## Requests
A – Transcribe the passage on network infrastructure economics, everything from "Can we make" down to "of local monopolies?".
B – Using the passage on network infrastructure economics, answer these:
(i) Which economist made a personal submission to the Australian Productivity Commission inquiry on Public Infrastructure?
(ii) What mantra is attributed to the chair of the FCC?
(iii) Which large-scale industries are named as examples of global aggregation and concentration?
··· Source passage
While the economic benefits of a highly capable and ubiquitous network infrastructure are clearly evident, the existing industry structures appear to be locked in a mode of exploiting existing infrastructure, and the incumbents evidently lack the necessary incentives to adapt and improve this infrastructure to meet emerging demands. The issues around network neutrality and the tensions about who owes who and how much between content and carriage are perhaps superficial manifestations of a more fundamental issue about public and private roles in the provision and maintenance of common public infrastructure. But doing little other than hoping that Adam Smith’s invisible hand will solve all of this through the actions of competitive suppliers to an open market is probably just wishful thinking. It makes as little sense to festoon our streets with a myriad of cables from competing access carriers, as it does to lay down parallel railway tracks for competing railway service providers. In economic study, this is a case of the subadditivity of costs where the economies of scale do not compensate for the high level of sunk capital in duplicated infrastructure investment. It implies that the costs of service delivery from only one supplier is socially less expensive in terms of average costs than costs of production of a fraction of the original quantity by a number of competing suppliers. In general, an observation that a market has a property of subadditive costs is a necessary and sufficient condition to lead to the formation of natural monopolies is that market. As recently reported in the Australian financial press, in connection with a recent study into the Internet access market in Australia, the economist Henry Ergas introduced his personal submission to the Australian Productivity Commission inquiry on Public Infrastructure by stating: “Most of these assets—which go from ports, roads and railways through to power, water and telecommunications networks—have natural monopoly attributes, in the sense that a single system can handle all of demand at least cost.”
Can we make the necessary trade offs and compromises to sustain an efficient market in communications access infrastructure through competitive infrastructure services, and at the same time stave off the inevitable pressures that lead to supplier aggregation, greater concentration, less competition and the formation of monopoly positions? Can the mantra of Tom Wheeler, the current chair of the FCC, “competition, competition, competition”, truly provide a stable and effective framework for regulatory oversight of a subadditive activity that continues to be dominated by the entrenched position of local monopolies?
Our experience in global aggregation and concentration in large scale industries, such as the car, ship and airplane construction industries has not proved altogether reassuring, and in such a light the emergence of local monopolies in the access market is probably a relatively assured outcome. “Too big to fail” is now being used as an excuse to paper over large scale inefficiencies, and introduce a dependence on the public sector to bail out poor decision making and high risk positions being taken by such private sector actors. So this observation relating to the tendency for local monopolies in the access market is not necessarily a benign or even a neutral observation. Economic theory, and conventional industry practice, says that as a private sector enterprise, a local monopoly operator will restrict output to increase prices in order to maximize its economic profit. However from a social perspective the extraction of monopoly rentals is an economically inefficient outcome, and not only does the consumer face inflated prices and poorer quality services, but the there is little incentive for further investment or innovation by service providers, with associated broader reaching consequences for the longer outlook for a competitive and efficient national economy. Considerations of economic efficiency for both consumers and the national interest therefore call for clear regulatory attention for such activities, particularly when we are dealing with such a crucially important sector that underpins public communications and the entirety of the digital economy.
······
··· Rows
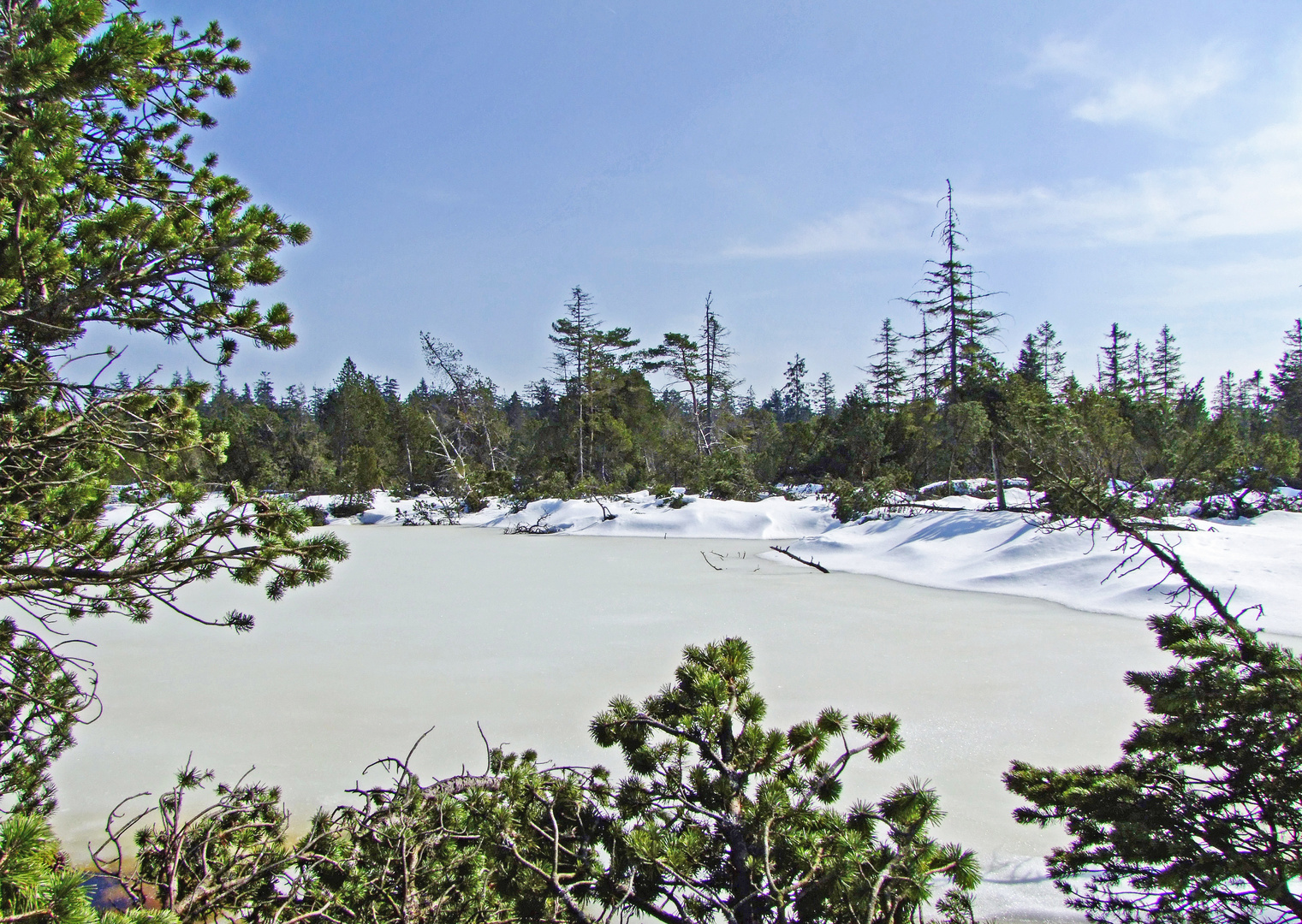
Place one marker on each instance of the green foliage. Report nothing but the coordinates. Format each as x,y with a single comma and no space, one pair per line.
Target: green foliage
107,224
727,474
725,819
1199,820
719,819
1202,816
38,712
850,501
37,881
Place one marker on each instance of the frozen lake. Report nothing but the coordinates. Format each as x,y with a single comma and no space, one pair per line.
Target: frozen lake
532,636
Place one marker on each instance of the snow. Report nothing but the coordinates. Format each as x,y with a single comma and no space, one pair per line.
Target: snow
961,544
637,514
1011,554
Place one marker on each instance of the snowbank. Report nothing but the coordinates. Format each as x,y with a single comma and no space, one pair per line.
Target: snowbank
1009,554
965,546
639,514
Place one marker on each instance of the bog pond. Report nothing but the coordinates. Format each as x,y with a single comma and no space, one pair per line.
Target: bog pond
529,637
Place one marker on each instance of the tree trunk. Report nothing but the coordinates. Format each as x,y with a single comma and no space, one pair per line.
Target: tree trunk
999,477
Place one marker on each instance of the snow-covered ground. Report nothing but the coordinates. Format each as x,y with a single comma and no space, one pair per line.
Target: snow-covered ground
959,544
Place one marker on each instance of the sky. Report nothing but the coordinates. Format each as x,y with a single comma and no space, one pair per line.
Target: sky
464,165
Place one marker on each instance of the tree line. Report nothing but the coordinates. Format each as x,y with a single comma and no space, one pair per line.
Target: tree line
615,416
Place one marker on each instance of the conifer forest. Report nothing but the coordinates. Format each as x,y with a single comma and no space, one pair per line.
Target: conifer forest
1109,505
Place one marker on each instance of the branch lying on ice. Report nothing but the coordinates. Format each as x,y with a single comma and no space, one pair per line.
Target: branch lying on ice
802,561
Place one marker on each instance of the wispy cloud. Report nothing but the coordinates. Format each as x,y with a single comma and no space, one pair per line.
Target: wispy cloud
1240,189
1122,92
877,225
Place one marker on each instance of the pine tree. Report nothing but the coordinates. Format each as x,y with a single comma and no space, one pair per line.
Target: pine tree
1287,384
826,396
949,296
1115,362
887,374
1164,367
112,231
794,394
719,382
585,352
1030,361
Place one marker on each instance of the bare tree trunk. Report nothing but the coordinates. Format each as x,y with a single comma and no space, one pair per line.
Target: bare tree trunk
999,477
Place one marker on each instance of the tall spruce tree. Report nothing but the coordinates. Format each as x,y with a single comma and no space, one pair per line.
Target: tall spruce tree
826,396
1115,362
1164,367
585,354
952,301
794,394
716,359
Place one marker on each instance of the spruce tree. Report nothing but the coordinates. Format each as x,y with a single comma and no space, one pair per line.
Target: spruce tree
1287,384
1115,362
794,394
1166,364
887,375
951,299
719,382
1052,357
1030,361
585,352
682,358
826,396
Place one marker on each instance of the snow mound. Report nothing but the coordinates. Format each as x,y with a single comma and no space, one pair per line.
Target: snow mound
1254,560
637,514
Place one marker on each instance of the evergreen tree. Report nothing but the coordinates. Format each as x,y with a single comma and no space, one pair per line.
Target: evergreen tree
1052,357
110,227
826,396
1139,371
794,394
681,357
1115,362
1201,820
1166,364
719,384
887,374
924,361
951,299
265,394
585,354
1030,361
1287,384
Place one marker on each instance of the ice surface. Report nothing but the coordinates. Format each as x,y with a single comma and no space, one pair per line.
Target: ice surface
532,636
960,544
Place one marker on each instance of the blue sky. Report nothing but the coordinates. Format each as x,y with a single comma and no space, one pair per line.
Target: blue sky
465,164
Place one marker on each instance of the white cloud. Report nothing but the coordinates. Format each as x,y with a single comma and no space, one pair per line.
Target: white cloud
871,227
1127,94
1240,189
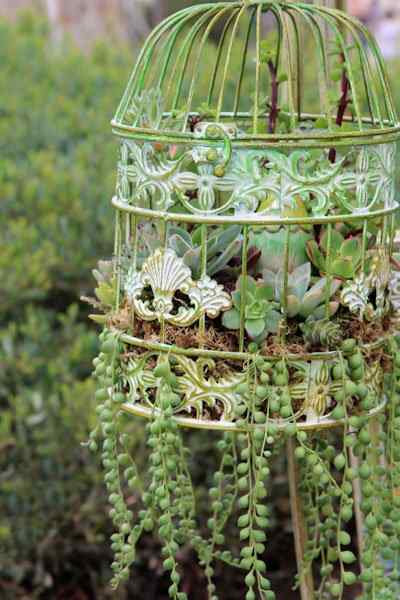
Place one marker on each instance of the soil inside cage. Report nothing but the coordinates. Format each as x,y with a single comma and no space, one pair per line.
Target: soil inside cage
216,337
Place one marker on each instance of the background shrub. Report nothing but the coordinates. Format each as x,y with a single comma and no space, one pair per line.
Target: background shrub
57,170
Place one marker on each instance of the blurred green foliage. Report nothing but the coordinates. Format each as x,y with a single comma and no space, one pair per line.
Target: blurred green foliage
56,178
57,171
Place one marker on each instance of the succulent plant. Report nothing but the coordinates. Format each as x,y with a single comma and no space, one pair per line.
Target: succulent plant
260,313
302,300
272,247
222,245
345,255
323,332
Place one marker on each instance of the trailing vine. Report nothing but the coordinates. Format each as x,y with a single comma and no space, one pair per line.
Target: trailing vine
241,481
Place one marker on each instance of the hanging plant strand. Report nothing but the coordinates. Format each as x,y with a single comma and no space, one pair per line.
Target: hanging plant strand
254,293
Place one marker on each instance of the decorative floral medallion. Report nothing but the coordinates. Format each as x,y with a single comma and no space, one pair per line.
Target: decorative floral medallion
209,179
152,291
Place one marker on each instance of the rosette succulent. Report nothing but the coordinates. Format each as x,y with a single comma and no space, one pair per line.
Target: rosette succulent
344,258
272,244
222,245
261,316
303,300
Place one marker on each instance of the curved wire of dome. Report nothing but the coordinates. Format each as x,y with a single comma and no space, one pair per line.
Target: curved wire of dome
259,66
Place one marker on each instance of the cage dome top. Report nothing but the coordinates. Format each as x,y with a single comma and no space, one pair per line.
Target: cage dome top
283,72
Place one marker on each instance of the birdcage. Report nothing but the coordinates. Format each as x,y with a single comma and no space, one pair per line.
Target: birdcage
254,288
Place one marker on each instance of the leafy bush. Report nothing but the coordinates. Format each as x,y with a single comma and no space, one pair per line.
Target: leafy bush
57,172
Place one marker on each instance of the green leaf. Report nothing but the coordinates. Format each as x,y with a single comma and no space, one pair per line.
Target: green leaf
179,245
293,306
264,292
351,249
343,268
273,322
255,327
231,319
315,255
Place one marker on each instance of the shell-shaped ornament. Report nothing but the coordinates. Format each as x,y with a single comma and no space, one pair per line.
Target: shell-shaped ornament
152,292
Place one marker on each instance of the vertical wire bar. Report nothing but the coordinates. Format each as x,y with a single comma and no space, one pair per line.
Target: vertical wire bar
187,54
381,72
134,82
299,522
299,65
323,72
228,60
392,234
243,65
117,257
285,281
202,320
164,244
219,54
328,286
355,464
243,286
196,66
177,66
134,229
257,77
364,241
385,230
127,229
326,17
289,64
367,71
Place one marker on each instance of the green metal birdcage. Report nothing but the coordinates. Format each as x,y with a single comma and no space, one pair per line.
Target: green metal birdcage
254,286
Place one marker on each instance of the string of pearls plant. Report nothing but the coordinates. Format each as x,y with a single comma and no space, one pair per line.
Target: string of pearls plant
241,481
254,292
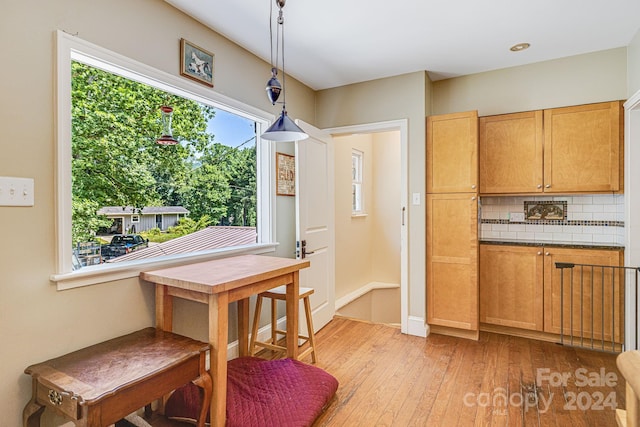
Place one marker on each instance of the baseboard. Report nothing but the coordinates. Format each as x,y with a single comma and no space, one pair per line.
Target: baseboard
371,286
417,327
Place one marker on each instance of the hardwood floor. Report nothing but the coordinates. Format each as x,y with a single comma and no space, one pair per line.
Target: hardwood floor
390,379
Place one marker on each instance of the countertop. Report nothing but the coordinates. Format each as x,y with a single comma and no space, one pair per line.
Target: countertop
554,244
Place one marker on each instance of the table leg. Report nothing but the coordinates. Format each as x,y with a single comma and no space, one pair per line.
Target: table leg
······
## Task-by-task outputs
A –
Can we make the necessary trade offs and compromises to sustain an efficient market in communications access infrastructure through competitive infrastructure services, and at the same time stave off the inevitable pressures that lead to supplier aggregation, greater concentration, less competition and the formation of monopoly positions? Can the mantra of Tom Wheeler, the current chair of the FCC, “competition, competition, competition”, truly provide a stable and effective framework for regulatory oversight of a subadditive activity that continues to be dominated by the entrenched position of local monopolies?

B –
(i) Henry Ergas
(ii) "competition, competition, competition"
(iii) The car, ship and airplane construction industries